Exercise aim |
Reproduce word for word the lines of the records below, starting with the line that contains "Check that each instance of the green stem" and continuing through the end of the records.

(Saved entries)
☆ ☆ ☆

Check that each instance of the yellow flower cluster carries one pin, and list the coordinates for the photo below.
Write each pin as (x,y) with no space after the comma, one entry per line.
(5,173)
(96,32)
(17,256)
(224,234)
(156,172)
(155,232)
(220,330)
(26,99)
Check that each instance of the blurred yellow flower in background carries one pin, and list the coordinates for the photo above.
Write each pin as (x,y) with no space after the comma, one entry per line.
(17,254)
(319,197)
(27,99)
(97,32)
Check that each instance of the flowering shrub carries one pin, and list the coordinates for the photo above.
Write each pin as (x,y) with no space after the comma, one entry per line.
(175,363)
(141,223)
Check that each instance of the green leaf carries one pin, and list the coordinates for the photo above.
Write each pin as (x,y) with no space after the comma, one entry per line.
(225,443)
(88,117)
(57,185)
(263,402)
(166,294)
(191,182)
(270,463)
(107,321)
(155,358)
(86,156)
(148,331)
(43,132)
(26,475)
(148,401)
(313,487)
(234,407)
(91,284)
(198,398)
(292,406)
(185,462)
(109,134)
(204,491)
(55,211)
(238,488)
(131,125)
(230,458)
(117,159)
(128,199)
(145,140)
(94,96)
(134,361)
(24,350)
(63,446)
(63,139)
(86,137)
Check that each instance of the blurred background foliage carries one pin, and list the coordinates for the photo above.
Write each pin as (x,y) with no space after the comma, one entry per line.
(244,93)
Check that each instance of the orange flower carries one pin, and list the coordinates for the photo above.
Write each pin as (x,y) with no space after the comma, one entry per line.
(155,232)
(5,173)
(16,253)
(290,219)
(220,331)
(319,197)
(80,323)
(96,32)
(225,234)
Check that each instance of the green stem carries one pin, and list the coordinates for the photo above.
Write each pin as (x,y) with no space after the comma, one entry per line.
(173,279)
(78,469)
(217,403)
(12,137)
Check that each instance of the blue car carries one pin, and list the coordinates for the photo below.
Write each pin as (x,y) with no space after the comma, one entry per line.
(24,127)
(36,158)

☆ ☆ ☆

Exercise response |
Check that each instance of the green stem carries one pin, and list the coordinates for the photo above.
Write each pin as (x,y) with no space after the comma, one entry per line.
(173,279)
(78,469)
(217,403)
(12,137)
Check that each instance of the blue car carries one pin, and list the coordinates for the photo below.
Write each pin as (x,y) with no space after the comma, one entry per line.
(24,127)
(36,158)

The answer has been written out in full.